_Action item A_:
Answer these questions about the text on agentic workflows, one answer per line, marked (i), (ii), (iii):
(i) Which three specialized agents are coordinated by the Orchestrator?
(ii) What was the main driver behind the multi-agent architecture?
(iii) Where did the agents log progress, findings, and learnings?
_Action item B_: From the text on agentic workflows, return the passage that begins at the words "I’ve been experimenting" and stops after the words "was context management.".
_Action item C_: Summarize the text on agentic workflows in two sentences.

_Text block_:
↓

I’ve been experimenting heavily with different agentic workflows lately, specifically trying to tackle large, messy legacy codebases. You know the type: sprawling, undocumented, and fragile.
My initial instinct was to go big. I wanted to build the “perfect” system.
One thing I came to appreciate early on was the concept of specialized agents. It just makes sense, right? You have a Spec Architect to design the solution, an Implementer to write the code, and a Verifier to check the work. All of them coordinated by an Orchestrator agent that manages the state and hands off tasks.
It felt proper. It felt like engineering.
The Context Trap
The main driver behind this multi-agent architecture was context management.
If you’ve worked with LLMs on large projects, you know that context engineering is the single most consequential aspect of setting up these workflows for success. You can’t just dump a million lines of code into a prompt and expect a miracle.
So, inspired by frameworks like the mesh agent and swarm-style coding demos I’d seen, I built a system where each agent had specific instructions (standard agent.md files) and the orchestrator decided who to call and when.
These agents used a folder system within my Obsidian vault to log progress, findings, and learnings for the next agent in the chain. The orchestrator would run, reconstruct the state from these logs, pass ticket specs to the architect, divide the task, and so on.

↑

_Recorded data_:
↓

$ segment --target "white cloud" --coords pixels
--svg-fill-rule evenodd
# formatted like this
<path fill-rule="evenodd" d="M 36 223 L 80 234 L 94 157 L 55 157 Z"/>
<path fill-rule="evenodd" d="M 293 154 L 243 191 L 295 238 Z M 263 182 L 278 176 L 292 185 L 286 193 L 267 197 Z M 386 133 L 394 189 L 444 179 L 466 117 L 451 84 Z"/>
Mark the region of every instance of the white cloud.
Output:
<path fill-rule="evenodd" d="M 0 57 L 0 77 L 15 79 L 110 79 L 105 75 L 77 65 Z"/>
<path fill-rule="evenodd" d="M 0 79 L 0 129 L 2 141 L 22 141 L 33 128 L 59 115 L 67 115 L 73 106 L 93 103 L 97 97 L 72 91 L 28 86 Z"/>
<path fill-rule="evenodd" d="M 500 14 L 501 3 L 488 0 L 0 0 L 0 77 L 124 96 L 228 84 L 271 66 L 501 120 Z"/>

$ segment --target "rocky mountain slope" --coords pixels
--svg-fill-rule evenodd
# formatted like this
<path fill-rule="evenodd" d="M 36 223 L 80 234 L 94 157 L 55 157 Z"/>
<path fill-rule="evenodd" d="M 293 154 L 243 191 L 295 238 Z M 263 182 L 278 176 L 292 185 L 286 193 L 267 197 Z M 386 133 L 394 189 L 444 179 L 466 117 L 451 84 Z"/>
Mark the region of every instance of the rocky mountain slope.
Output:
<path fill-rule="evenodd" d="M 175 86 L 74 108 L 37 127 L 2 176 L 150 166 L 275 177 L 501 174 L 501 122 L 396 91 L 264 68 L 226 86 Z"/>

↑

_Written reply A_:
(i) A Spec Architect, an Implementer, and a Verifier.
(ii) Context management.
(iii) In a folder system within the Obsidian vault.

_Written reply B_:
I’ve been experimenting heavily with different agentic workflows lately, specifically trying to tackle large, messy legacy codebases. You know the type: sprawling, undocumented, and fragile.
My initial instinct was to go big. I wanted to build the “perfect” system.
One thing I came to appreciate early on was the concept of specialized agents. It just makes sense, right? You have a Spec Architect to design the solution, an Implementer to write the code, and a Verifier to check the work. All of them coordinated by an Orchestrator agent that manages the state and hands off tasks.
It felt proper. It felt like engineering.
The Context Trap
The main driver behind this multi-agent architecture was context management.

_Written reply C_: The writer has been experimenting with agentic workflows on large, messy legacy codebases and built a system of specialized agents (a Spec Architect, an Implementer, and a Verifier) coordinated by an Orchestrator agent. Context management was the main driver of this design: each agent had specific instructions in agent.md files and logged progress, findings, and learnings in a folder system within an Obsidian vault, from which the orchestrator reconstructed the state and handed off tasks.